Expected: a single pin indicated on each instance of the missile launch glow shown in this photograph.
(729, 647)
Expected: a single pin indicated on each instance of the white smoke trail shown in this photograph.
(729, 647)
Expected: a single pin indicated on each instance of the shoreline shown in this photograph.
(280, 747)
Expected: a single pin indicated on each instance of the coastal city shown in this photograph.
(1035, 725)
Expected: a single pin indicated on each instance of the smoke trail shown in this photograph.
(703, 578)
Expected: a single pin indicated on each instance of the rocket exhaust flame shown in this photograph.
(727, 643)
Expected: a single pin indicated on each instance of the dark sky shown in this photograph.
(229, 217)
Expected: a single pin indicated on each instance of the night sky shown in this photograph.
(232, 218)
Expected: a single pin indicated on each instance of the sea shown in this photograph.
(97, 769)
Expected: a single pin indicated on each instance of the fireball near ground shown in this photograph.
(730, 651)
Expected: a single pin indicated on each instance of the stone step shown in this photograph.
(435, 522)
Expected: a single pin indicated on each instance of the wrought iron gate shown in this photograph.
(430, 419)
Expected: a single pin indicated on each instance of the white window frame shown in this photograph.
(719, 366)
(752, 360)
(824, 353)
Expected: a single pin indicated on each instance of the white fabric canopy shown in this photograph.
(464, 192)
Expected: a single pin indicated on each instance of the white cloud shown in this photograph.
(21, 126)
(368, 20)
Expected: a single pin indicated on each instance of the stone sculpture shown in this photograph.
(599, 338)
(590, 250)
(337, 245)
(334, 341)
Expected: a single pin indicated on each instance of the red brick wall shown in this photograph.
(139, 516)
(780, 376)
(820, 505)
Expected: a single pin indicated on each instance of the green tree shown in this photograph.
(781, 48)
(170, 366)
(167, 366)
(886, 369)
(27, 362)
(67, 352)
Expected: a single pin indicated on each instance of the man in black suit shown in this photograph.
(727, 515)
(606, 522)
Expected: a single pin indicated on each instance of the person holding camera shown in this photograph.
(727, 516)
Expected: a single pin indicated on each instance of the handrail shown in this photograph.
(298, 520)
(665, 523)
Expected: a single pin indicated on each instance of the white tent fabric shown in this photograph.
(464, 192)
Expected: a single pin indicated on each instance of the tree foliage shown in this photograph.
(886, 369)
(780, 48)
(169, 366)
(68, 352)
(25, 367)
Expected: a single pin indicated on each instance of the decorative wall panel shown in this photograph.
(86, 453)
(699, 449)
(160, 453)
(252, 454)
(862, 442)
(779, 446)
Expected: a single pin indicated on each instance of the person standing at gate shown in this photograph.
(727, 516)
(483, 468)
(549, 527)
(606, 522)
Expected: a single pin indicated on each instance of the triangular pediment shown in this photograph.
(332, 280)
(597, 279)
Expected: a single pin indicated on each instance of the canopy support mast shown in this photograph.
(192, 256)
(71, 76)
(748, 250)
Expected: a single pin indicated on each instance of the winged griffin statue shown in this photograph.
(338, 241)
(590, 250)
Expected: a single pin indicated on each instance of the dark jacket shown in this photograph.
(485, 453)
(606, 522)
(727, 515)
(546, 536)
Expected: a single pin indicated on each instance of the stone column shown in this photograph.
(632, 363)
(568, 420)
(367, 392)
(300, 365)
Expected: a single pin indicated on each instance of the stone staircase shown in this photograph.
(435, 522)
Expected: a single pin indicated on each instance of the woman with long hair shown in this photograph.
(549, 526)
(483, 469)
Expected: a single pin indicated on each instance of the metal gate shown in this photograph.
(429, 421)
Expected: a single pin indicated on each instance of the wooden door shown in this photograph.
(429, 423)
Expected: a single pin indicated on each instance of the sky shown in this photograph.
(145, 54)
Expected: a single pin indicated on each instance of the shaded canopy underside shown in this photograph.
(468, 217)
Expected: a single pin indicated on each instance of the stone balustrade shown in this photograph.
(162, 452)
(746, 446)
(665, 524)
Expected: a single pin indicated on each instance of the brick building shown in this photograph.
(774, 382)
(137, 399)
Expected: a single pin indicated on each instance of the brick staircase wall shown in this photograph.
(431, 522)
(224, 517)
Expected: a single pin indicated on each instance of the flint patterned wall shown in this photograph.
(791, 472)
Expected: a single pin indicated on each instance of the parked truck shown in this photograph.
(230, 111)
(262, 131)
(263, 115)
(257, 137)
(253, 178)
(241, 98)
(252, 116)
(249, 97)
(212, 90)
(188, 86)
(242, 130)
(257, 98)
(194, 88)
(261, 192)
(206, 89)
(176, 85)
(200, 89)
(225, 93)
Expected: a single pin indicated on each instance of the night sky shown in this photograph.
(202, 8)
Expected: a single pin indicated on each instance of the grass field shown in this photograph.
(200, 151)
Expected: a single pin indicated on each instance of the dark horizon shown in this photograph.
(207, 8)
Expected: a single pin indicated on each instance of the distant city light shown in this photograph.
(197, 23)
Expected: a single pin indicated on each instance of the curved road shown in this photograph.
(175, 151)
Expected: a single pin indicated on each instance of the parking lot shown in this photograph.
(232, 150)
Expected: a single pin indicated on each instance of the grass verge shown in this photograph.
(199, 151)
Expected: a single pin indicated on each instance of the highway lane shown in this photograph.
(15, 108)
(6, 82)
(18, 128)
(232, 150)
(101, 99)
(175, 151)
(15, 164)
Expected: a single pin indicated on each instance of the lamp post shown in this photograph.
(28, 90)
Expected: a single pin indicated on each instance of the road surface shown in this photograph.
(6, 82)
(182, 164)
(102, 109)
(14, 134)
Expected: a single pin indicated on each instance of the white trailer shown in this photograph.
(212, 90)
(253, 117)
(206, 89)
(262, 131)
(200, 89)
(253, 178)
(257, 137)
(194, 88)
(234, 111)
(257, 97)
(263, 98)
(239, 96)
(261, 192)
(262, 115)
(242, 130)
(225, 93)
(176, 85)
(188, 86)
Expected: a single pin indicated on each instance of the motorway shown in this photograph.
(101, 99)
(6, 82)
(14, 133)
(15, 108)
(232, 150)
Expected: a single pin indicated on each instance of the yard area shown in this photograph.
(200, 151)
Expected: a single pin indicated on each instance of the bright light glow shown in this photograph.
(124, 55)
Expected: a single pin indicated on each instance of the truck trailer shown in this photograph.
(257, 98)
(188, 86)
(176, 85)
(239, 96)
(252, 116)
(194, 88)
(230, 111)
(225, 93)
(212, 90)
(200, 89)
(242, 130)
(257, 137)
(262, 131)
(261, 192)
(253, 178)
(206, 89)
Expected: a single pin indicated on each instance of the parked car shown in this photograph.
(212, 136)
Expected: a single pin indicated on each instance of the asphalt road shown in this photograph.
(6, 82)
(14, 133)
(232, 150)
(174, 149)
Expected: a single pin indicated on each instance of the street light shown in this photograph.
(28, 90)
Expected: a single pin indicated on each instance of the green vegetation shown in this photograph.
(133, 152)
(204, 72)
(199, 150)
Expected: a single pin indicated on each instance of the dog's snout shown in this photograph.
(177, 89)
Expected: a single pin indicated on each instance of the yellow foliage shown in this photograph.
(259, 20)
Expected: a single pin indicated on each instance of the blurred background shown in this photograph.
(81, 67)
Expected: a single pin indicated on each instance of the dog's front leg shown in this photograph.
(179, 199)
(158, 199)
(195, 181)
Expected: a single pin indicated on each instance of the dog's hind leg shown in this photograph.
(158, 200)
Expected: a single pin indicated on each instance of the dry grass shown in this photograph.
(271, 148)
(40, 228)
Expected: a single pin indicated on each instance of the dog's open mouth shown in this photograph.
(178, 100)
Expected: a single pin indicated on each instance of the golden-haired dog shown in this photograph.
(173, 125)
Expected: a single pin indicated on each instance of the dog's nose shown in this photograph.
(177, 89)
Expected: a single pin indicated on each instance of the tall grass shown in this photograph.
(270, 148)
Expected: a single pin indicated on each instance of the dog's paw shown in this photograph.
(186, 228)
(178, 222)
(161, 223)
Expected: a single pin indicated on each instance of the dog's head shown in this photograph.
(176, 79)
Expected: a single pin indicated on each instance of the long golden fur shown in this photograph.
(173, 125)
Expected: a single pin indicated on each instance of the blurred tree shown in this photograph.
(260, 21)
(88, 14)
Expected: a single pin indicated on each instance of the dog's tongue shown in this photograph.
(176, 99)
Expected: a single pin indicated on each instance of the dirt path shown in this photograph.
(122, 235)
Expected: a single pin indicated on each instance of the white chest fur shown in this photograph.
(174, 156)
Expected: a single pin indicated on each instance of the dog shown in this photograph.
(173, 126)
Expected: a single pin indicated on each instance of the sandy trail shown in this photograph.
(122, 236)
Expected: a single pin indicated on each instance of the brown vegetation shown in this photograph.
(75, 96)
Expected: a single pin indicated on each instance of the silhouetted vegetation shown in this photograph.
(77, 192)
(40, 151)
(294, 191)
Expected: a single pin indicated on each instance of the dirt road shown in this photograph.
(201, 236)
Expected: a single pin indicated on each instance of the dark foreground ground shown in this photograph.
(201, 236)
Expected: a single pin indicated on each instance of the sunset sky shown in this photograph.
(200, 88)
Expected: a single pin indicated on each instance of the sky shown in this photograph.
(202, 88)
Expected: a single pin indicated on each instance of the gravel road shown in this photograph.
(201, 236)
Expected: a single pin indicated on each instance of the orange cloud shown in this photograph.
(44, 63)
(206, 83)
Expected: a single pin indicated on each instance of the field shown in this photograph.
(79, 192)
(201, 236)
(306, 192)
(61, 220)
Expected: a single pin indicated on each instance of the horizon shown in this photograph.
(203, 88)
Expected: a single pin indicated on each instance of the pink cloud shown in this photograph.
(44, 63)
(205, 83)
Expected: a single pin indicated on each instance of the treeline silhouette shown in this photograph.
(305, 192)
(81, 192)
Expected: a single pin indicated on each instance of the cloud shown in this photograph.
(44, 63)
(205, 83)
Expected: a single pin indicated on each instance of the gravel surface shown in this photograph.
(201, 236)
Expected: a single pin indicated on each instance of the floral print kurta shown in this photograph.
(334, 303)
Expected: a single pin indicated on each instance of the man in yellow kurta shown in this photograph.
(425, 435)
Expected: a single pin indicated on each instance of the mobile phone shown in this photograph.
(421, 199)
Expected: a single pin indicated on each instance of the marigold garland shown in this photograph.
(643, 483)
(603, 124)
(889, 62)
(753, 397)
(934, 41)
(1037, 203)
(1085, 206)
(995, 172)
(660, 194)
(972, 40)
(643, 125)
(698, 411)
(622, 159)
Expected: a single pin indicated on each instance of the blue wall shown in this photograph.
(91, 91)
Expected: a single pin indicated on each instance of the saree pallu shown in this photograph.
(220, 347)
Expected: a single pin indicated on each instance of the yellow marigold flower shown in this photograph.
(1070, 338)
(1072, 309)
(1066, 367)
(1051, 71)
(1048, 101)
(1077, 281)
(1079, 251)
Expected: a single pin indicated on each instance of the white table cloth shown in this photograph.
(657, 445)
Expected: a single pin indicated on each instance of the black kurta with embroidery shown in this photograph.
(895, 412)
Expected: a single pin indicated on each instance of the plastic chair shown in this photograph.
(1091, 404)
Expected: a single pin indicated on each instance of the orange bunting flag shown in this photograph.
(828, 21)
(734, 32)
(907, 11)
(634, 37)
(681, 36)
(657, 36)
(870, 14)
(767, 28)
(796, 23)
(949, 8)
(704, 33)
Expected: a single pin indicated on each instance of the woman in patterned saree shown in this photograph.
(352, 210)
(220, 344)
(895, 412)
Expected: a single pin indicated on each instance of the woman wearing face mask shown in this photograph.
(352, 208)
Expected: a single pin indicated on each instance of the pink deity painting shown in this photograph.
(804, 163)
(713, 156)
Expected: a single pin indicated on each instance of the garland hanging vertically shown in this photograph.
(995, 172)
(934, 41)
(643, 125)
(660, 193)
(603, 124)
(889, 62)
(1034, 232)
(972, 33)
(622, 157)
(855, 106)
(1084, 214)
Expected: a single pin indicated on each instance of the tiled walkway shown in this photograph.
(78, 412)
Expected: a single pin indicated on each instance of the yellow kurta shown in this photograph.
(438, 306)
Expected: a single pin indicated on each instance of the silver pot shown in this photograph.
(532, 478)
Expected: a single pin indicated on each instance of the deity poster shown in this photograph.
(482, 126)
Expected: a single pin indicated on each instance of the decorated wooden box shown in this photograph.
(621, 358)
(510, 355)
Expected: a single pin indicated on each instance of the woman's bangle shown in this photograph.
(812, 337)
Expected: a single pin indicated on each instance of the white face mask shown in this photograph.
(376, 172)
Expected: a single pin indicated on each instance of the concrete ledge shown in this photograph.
▬▬▬
WHAT TO WORK ON: In the answer, return exactly the lines from the line containing "box shown in this photograph." to the end of the records above, and no others.

OUTPUT BELOW:
Expected: a single pin indicated on each instance of the decorated wooden box shown in this photograph.
(621, 358)
(510, 355)
Expected: a single pin indicated on each instance of the woman's bangle shown in this photograph.
(812, 337)
Expected: a single pin indicated on each instance of the white face mask shown in this photograph.
(376, 172)
Expected: a single pin indicated on each instance of the concrete ledge shown in this photograph.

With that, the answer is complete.